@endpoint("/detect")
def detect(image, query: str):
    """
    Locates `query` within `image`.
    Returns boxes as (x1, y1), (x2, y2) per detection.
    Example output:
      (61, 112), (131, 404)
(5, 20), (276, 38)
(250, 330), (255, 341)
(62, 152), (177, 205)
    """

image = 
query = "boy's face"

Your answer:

## Given task
Count the lines in the material above that contain the string "image", treating uppercase and lowercase as different. Give only the number.

## Expected output
3